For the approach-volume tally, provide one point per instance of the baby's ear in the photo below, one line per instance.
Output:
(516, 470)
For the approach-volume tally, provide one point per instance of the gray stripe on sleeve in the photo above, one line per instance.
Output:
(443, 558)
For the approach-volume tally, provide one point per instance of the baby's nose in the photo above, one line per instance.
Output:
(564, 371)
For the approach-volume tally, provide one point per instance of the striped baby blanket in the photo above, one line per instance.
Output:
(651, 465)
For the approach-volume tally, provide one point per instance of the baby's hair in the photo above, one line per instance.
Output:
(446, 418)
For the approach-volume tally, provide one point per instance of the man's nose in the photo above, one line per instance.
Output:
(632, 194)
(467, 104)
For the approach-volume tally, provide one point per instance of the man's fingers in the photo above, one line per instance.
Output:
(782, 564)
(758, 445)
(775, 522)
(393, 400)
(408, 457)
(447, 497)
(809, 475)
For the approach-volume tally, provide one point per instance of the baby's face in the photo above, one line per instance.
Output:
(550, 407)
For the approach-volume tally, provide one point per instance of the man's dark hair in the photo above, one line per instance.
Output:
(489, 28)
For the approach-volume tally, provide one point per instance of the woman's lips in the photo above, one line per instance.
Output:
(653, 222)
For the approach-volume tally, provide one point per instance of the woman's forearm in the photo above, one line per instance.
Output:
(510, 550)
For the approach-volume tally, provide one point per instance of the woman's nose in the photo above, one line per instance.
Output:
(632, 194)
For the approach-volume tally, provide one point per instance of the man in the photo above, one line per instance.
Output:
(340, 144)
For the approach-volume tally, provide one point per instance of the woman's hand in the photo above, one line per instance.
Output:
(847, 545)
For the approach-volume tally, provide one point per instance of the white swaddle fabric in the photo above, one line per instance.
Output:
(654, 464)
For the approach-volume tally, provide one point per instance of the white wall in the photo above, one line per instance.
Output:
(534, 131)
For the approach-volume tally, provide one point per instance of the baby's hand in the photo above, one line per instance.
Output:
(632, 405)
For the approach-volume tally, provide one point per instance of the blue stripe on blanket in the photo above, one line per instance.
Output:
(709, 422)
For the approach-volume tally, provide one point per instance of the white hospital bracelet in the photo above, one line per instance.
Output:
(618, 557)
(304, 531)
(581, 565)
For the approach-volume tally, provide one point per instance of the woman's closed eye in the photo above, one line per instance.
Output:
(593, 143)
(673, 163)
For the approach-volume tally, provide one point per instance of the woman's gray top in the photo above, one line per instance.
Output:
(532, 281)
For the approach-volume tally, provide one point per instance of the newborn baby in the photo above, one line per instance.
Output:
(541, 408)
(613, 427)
=-=-=
**WORK REQUIRED:**
Return all of the lines above verbatim, in their original order.

**EXERCISE SOLUTION:**
For the approach-volume tally, provide one point per instance of the baby's ear in the photo below, one line per instance.
Output:
(516, 470)
For the approach-volume tally, provide one point per instance of the gray stripe on sleeve in the photo above, one line per instance.
Output:
(443, 558)
For the approach-volume tally, provide one point per instance of the baby's nose in the photo above, one line per instance.
Output:
(564, 371)
For the approach-volume tally, provide one point per instance of the striped baby blanket in the photo above, one line per instance.
Output:
(651, 465)
For the approach-volume tally, provide one point per instance of the baby's hair in the photo above, one line per instance.
Output:
(446, 418)
For the approach-volume tally, provide one point per instance of the man's nose in the photo above, one line per instance.
Output:
(632, 194)
(467, 104)
For the approach-volume tally, provide one point per instance of the man's fingers in the photo above, one line per instance.
Output:
(782, 564)
(758, 445)
(775, 522)
(393, 400)
(408, 457)
(447, 497)
(809, 475)
For the approach-volume tally, provide one point per instance of the baby's face in the photo above, one line per instance.
Output:
(550, 407)
For the approach-volume tally, provide one point per instance of the man's dark hair in the photo above, one line per instance.
Output:
(489, 28)
For the approach-volume tally, provide one point per instance of the woman's lips in the photo above, one line per instance.
Output:
(653, 222)
For the approach-volume tally, provide one point per instance of the woman's forearm in the photo above, one line per instance.
Output:
(510, 550)
For the approach-volume tally, provide one point per instance of the woman's nose in the photo above, one line per instance.
Output:
(632, 194)
For the approach-volume tally, provide one point per instance of the man in the photo above, one line per instance.
Output:
(340, 144)
For the approach-volume tally, provide one point per instance of the woman's hand in the photo above, one line per instance.
Output:
(847, 545)
For the approach-volume tally, provide one point per instance of the white swaddle fabric in the photo above, one line per instance.
Output:
(654, 464)
For the approach-volume tally, provide one point per instance of the white wall in the photo above, one line per instance.
Output:
(534, 131)
For the approach-volume tally, provide one point per instance of the baby's hand in the photo above, one line per instance.
Output:
(632, 405)
For the approach-volume tally, provide one point per instance of the blue stripe on blanket in the photo above, one line per instance.
Output:
(709, 422)
For the approach-volume tally, provide one point per instance of the white hospital bracelet in the photo above, one line per instance.
Output:
(618, 557)
(304, 531)
(581, 565)
For the approach-volume tally, provide one point per instance of the woman's closed eye in the photo above, one line per instance.
Output:
(593, 143)
(673, 163)
For the approach-volume tally, provide one point per instance of the woman's gray top in the photo above, one line per instance.
Output:
(532, 281)
For the approach-volume tally, provide one point per instance of the newborn baby in the photo above, one line per instance.
Output:
(541, 408)
(613, 427)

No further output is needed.